OBJECTIVE - Write out every line of the items below as a numbered list, leaving out any blank lines.

-- START DATA SUPPLIED --

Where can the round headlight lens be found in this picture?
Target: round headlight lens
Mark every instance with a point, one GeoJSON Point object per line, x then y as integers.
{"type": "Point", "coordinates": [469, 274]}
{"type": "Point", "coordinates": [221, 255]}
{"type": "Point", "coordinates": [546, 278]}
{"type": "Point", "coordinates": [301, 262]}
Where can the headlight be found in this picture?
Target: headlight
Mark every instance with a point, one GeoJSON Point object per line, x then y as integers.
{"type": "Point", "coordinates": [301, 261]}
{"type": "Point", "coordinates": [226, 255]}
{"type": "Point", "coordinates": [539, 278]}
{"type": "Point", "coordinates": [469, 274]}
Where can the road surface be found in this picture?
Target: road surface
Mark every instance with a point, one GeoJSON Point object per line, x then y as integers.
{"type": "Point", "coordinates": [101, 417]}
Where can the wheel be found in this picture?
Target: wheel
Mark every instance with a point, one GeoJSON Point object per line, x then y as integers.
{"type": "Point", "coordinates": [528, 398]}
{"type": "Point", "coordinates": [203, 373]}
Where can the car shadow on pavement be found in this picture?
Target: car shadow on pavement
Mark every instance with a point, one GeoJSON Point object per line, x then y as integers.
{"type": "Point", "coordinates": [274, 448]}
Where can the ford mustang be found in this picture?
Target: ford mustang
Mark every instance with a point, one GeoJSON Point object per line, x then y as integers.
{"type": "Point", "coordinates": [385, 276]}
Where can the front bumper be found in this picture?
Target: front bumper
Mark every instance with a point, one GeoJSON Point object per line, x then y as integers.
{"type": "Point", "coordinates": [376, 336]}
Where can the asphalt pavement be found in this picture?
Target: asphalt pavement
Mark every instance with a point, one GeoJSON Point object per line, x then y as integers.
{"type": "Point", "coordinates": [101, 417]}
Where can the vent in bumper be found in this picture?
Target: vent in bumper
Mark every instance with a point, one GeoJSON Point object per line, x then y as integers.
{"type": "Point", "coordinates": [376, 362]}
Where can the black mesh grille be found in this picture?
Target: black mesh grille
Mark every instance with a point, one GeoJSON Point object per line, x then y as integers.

-- END DATA SUPPLIED --

THE REPLY -
1. Where can the round headlight lens be found in this picture?
2. Target: round headlight lens
3. Mark every instance with a point, one GeoJSON Point object per line, x then y as integers.
4. {"type": "Point", "coordinates": [469, 274]}
5. {"type": "Point", "coordinates": [221, 255]}
6. {"type": "Point", "coordinates": [546, 278]}
7. {"type": "Point", "coordinates": [301, 262]}
8. Where can the headlight be found in this picture?
9. Target: headlight
10. Mark every instance with a point, one GeoJSON Point object per line, x then y as integers.
11. {"type": "Point", "coordinates": [301, 261]}
12. {"type": "Point", "coordinates": [226, 255]}
13. {"type": "Point", "coordinates": [539, 278]}
14. {"type": "Point", "coordinates": [469, 274]}
15. Where can the road surface be found in this picture?
16. Target: road surface
17. Mark every instance with a point, one GeoJSON Point object per line, x then y as integers.
18. {"type": "Point", "coordinates": [101, 417]}
19. Where can the wheel be found in this picture?
20. Target: wheel
21. Mark every instance with a point, one GeoJSON Point object per line, x then y as integers.
22. {"type": "Point", "coordinates": [528, 398]}
23. {"type": "Point", "coordinates": [203, 373]}
24. Where can the car shadow on pavement be found in this picture?
25. Target: car shadow on pavement
26. Mark every instance with a point, one GeoJSON Point object per line, x then y as integers.
27. {"type": "Point", "coordinates": [274, 448]}
28. Where can the ford mustang be found in this picture?
29. Target: ford mustang
30. Mark every instance with a point, one GeoJSON Point object per line, x then y as integers.
31. {"type": "Point", "coordinates": [385, 276]}
32. Where can the front bumper be found in this picture?
33. Target: front bumper
34. Mark every instance with a point, one GeoJSON Point object per line, x then y as integers.
35. {"type": "Point", "coordinates": [376, 336]}
36. Where can the asphalt pavement be found in this picture?
37. Target: asphalt pavement
38. Mark every instance with a point, one GeoJSON Point object per line, x then y as integers.
39. {"type": "Point", "coordinates": [101, 417]}
40. Where can the vent in bumper be found in this picture?
41. Target: vent in bumper
42. Mark every instance with a point, one GeoJSON Point object per line, x then y as integers.
43. {"type": "Point", "coordinates": [376, 362]}
44. Where can the black mesh grille be found in this picture?
45. Target: black mesh grille
46. Mark every instance with a point, one GeoJSON Point object per line, x then y as integers.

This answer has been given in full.